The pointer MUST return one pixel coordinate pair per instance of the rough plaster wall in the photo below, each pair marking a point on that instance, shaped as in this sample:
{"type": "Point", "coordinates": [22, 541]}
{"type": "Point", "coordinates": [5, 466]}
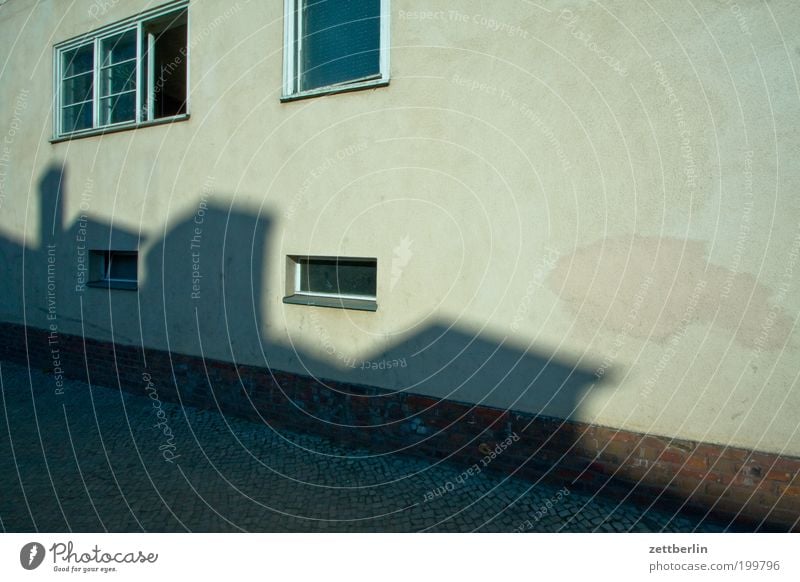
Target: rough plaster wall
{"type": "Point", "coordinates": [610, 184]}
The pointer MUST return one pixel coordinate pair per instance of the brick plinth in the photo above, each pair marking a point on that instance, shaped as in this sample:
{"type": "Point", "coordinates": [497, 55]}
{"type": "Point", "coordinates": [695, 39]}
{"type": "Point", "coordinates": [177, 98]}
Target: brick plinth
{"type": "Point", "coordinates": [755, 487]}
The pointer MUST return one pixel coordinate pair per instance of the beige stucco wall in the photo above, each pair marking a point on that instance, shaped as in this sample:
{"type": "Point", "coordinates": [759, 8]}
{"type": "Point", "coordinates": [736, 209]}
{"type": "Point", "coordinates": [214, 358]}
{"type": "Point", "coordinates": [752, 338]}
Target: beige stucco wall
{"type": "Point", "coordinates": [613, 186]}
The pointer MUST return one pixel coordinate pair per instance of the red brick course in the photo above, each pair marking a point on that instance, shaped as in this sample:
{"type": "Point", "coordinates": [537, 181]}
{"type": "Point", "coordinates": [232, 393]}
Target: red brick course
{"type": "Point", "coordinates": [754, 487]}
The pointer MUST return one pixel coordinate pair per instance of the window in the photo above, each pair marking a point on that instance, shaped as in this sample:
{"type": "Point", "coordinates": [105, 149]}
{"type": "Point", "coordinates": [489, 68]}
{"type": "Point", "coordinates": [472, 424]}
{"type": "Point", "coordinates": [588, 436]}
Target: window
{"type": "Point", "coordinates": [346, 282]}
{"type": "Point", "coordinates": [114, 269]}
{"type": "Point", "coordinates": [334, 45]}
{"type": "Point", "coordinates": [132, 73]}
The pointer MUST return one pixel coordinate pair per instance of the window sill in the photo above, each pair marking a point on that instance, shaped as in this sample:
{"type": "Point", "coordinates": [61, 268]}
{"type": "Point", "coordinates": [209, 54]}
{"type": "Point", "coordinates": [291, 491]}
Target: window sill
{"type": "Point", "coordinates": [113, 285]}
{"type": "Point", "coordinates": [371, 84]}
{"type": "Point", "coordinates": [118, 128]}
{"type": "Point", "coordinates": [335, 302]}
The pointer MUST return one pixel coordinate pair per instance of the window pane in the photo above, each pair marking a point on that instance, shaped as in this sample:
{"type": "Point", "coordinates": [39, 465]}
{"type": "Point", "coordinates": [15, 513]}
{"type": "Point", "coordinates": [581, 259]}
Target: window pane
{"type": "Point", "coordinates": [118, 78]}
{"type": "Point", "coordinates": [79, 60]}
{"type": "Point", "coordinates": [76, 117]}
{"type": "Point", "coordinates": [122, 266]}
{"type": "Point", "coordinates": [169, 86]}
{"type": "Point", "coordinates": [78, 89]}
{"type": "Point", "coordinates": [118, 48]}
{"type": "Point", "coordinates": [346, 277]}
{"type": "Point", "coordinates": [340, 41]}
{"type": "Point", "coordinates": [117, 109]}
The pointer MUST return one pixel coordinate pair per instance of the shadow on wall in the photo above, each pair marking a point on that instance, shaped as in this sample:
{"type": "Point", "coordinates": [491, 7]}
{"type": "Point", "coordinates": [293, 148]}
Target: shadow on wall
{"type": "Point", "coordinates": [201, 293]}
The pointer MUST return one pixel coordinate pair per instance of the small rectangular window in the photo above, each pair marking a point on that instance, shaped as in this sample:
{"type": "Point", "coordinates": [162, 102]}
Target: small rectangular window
****************************************
Wherever the string "rectangular" appears in the entries above, list that line.

The pointer MUST return one pixel coordinate pair per instance of the small rectangular window in the photo above, each pair marking a point on that instance, shaped as in this sample:
Target: small rectangular window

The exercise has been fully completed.